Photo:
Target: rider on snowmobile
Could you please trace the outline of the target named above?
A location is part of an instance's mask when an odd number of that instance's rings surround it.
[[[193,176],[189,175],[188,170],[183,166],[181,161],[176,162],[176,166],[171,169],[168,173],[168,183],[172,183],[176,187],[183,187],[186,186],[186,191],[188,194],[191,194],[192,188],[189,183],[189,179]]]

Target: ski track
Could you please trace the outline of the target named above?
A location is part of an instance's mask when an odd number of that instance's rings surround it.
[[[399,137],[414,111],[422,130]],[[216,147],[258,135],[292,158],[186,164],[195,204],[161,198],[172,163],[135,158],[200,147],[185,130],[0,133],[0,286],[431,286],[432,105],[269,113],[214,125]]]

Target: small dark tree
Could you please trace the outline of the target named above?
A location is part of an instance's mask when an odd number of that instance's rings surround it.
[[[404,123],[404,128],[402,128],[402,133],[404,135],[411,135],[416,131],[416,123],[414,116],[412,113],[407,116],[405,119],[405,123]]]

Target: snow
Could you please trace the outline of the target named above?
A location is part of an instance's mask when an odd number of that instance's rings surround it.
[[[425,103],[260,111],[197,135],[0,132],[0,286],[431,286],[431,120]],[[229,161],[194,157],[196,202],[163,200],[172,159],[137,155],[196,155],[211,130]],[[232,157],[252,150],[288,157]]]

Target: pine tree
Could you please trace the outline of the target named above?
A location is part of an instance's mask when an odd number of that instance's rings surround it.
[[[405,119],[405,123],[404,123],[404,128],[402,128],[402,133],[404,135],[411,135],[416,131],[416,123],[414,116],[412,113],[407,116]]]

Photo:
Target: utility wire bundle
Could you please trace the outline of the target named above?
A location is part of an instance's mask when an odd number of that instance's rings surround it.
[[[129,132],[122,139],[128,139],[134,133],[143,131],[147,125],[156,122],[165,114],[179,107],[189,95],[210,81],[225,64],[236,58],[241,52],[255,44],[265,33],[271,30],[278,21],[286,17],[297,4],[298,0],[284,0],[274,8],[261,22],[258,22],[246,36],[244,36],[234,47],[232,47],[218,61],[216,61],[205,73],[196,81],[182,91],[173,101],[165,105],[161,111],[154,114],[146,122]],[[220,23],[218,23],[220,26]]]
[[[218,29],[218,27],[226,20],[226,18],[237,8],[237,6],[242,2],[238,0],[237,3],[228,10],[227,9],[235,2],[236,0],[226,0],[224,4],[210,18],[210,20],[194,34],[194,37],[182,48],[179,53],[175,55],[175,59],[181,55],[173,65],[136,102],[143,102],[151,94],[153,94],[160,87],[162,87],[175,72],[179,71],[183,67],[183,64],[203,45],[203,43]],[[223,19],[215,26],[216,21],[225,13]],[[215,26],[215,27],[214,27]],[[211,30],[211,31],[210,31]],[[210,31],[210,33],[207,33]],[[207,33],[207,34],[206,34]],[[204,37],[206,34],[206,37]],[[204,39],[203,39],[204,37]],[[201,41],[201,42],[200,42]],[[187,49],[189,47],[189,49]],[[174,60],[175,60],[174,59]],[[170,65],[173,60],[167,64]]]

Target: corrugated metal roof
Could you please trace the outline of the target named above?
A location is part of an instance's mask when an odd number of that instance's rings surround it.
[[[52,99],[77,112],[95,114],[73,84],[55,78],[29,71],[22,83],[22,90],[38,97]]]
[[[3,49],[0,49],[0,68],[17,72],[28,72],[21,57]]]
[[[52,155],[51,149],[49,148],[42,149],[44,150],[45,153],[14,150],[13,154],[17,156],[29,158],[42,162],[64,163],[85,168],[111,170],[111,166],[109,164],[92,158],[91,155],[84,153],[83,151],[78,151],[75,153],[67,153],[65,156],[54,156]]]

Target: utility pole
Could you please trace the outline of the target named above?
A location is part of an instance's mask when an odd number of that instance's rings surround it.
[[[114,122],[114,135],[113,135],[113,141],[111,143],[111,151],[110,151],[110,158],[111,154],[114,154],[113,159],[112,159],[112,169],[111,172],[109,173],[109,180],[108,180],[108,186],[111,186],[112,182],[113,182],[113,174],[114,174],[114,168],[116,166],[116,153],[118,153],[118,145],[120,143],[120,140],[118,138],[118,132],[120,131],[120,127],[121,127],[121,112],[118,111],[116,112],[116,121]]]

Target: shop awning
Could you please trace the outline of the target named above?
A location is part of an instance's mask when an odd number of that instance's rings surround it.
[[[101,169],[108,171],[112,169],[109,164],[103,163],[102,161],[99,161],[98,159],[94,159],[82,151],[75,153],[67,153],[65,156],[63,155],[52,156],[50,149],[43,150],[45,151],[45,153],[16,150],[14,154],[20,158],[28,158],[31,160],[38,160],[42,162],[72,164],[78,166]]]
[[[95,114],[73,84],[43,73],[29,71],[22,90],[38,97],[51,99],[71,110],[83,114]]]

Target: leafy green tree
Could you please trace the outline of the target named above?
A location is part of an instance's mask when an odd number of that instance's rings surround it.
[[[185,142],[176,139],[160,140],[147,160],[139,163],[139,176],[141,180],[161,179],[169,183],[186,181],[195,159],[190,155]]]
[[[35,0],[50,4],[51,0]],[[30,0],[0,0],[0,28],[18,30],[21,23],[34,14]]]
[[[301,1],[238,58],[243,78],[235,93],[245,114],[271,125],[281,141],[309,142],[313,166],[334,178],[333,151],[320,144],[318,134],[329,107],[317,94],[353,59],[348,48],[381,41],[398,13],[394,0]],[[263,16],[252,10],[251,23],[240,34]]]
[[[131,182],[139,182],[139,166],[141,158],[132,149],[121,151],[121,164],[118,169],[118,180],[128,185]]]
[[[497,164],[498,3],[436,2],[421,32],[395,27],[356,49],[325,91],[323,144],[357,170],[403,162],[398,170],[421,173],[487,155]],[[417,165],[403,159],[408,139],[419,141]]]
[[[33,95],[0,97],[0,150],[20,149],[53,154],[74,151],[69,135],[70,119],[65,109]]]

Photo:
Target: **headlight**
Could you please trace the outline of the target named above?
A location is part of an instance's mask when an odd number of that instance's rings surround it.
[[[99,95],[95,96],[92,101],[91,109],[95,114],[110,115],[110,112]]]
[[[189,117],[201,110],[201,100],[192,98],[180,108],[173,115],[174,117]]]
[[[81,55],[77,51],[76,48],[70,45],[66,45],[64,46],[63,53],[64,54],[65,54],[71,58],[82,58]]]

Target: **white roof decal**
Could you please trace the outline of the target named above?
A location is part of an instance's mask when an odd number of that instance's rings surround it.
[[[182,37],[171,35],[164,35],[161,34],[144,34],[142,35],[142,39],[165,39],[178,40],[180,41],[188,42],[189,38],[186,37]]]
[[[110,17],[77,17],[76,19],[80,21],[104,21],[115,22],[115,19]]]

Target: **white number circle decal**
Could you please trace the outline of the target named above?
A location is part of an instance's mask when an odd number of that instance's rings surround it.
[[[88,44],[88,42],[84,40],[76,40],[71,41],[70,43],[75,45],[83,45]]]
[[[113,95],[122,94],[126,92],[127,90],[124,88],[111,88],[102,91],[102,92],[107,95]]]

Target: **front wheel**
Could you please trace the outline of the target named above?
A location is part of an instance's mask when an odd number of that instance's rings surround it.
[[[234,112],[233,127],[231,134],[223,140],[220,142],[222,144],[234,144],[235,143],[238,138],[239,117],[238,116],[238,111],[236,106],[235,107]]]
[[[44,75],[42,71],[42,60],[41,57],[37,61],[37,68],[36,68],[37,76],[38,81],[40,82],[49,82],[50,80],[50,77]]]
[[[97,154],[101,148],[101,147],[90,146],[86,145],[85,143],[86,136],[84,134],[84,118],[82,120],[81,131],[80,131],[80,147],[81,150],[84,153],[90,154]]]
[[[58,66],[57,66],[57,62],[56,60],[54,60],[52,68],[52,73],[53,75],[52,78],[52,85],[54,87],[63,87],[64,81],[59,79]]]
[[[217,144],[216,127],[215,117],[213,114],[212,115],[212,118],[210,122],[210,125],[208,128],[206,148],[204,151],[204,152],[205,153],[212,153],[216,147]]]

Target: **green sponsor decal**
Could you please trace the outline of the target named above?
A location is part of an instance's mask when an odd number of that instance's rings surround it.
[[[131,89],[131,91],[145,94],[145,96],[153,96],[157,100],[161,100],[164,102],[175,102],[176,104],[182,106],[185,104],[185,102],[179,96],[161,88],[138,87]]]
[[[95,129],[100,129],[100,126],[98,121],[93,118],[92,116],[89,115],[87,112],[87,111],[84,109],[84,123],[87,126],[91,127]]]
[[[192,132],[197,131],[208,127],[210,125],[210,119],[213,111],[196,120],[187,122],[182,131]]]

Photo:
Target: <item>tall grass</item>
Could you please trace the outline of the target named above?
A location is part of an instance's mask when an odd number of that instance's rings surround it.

What the task asks:
Output the lines above, from the line with "Target: corrugated metal roof" to the line with "[[[3,49],[0,49],[0,68],[17,72],[28,72],[21,57]]]" (both included), as a JSON list of strings, one string per line with blank lines omitted.

Answer for this exercise:
[
  "Target: corrugated metal roof",
  "Could you please trace the outline of the target named above?",
  "A location is part of an instance's mask when an odd number of that instance's rings surround it.",
  "[[[52,99],[77,112],[95,114],[73,84],[55,78],[29,71],[22,83],[22,90],[38,97]]]",
  "[[[3,49],[0,49],[0,68],[17,72],[28,72],[21,57]]]"
]